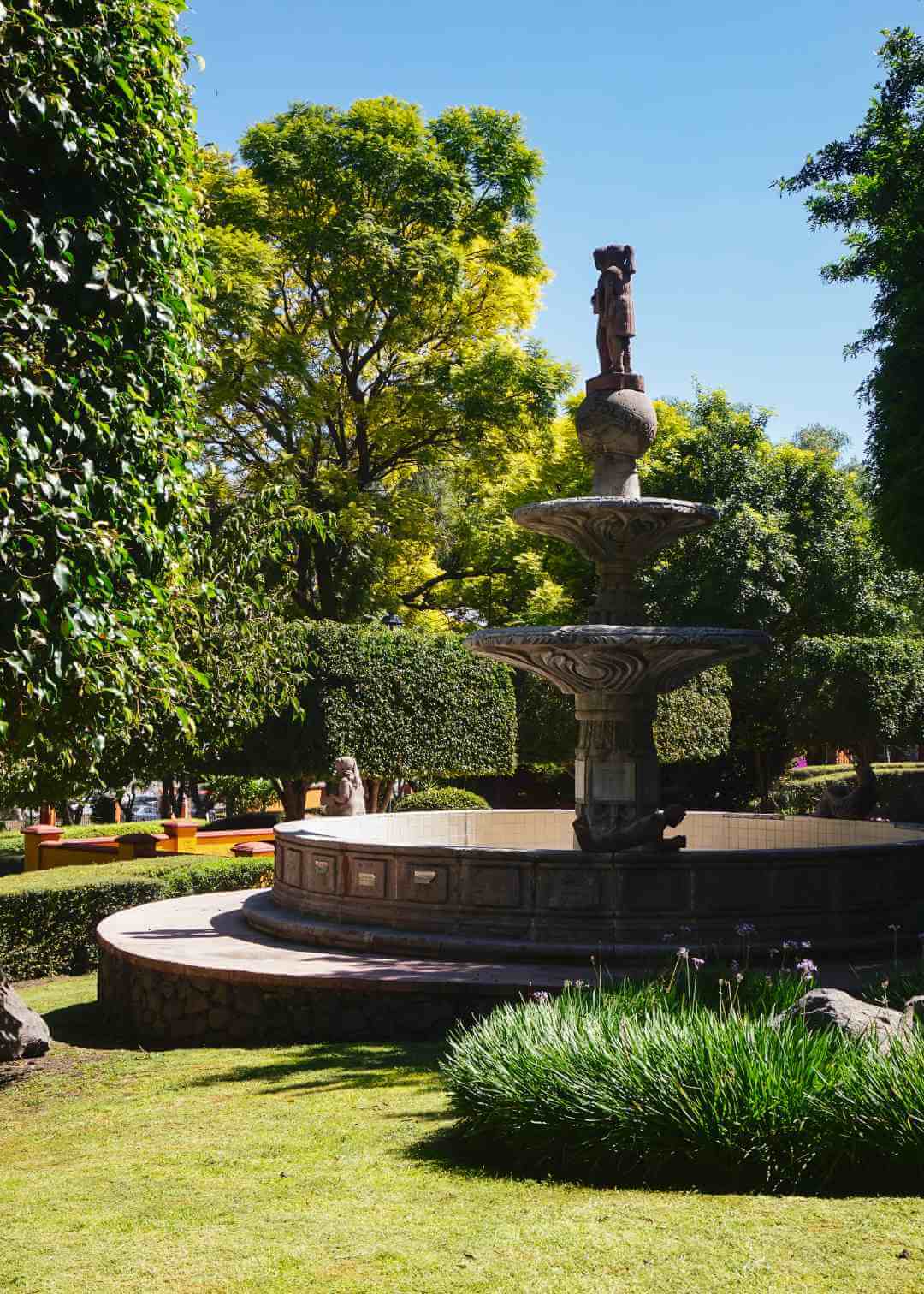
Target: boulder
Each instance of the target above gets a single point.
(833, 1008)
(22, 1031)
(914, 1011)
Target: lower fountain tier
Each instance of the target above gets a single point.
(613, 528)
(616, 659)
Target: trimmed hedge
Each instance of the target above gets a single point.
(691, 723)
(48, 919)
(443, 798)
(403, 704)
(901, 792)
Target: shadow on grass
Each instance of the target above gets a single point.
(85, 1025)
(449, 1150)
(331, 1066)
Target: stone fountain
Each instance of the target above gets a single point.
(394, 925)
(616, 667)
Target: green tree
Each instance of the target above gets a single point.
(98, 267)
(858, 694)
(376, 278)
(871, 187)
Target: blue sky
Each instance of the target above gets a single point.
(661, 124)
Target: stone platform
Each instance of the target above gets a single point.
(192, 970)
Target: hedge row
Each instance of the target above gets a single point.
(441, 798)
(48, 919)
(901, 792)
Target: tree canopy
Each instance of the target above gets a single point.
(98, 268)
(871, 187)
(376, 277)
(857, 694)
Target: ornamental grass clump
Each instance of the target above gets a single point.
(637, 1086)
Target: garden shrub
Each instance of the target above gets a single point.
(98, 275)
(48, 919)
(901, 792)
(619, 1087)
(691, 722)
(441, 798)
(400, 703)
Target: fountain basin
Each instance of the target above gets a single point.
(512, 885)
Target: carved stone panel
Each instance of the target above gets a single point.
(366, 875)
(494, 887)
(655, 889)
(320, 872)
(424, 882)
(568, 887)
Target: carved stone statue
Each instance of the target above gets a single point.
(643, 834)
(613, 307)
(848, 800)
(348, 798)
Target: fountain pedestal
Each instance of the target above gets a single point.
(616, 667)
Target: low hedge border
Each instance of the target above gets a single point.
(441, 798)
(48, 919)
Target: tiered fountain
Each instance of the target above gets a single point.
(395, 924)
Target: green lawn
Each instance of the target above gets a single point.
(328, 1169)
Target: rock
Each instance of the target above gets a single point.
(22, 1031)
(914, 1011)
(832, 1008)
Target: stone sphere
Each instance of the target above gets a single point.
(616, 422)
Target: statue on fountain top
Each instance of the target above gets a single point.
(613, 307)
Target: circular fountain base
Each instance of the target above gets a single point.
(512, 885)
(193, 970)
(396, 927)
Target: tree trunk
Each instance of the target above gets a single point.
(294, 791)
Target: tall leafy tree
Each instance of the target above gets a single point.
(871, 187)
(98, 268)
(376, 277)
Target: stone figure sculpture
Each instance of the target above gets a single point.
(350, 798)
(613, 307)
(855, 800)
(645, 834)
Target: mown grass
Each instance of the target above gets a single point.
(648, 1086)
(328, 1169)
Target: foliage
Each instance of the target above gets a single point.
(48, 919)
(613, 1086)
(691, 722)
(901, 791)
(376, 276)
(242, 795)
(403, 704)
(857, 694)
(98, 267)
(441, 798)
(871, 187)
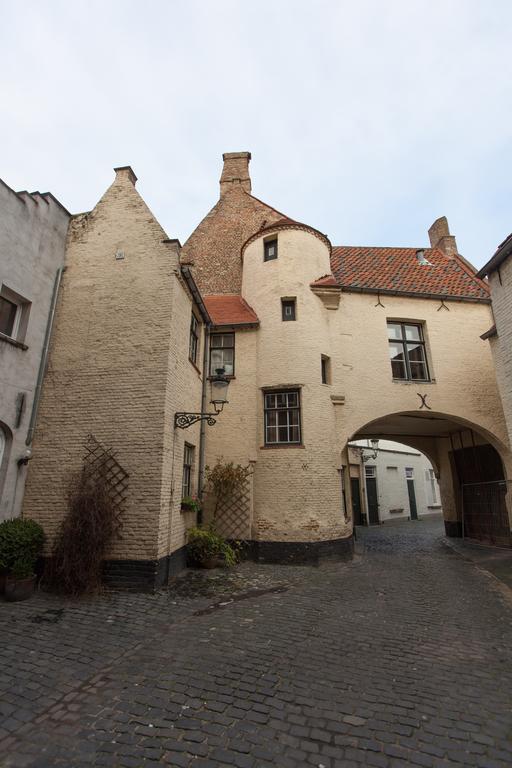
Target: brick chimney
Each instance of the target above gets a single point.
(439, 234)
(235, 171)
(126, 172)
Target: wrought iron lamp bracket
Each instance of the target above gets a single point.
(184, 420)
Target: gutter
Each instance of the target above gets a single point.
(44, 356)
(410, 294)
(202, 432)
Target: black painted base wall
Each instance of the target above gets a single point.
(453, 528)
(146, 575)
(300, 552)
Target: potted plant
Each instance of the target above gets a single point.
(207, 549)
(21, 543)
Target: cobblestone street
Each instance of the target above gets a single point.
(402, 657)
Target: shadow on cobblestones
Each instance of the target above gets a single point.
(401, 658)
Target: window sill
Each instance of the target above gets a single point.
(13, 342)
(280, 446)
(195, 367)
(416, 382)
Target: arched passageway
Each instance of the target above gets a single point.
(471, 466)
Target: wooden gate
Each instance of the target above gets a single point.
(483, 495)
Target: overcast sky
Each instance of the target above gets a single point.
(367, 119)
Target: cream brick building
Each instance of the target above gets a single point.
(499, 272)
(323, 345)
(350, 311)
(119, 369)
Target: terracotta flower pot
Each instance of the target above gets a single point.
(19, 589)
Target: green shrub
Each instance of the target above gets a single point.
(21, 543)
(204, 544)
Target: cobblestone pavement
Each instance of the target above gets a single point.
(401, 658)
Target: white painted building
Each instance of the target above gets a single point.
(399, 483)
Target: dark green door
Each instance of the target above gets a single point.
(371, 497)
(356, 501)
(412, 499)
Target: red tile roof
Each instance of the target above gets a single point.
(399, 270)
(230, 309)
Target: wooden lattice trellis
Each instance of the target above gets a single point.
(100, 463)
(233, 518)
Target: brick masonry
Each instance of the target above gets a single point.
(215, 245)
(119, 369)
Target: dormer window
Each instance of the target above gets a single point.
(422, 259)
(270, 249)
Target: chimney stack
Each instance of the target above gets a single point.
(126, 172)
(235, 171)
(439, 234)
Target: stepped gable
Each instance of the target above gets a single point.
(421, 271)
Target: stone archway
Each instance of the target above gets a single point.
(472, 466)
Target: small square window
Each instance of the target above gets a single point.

**What is expected**
Report how many lines in the records hold the word "hedge", giving the number and nothing else.

**Response to this task**
3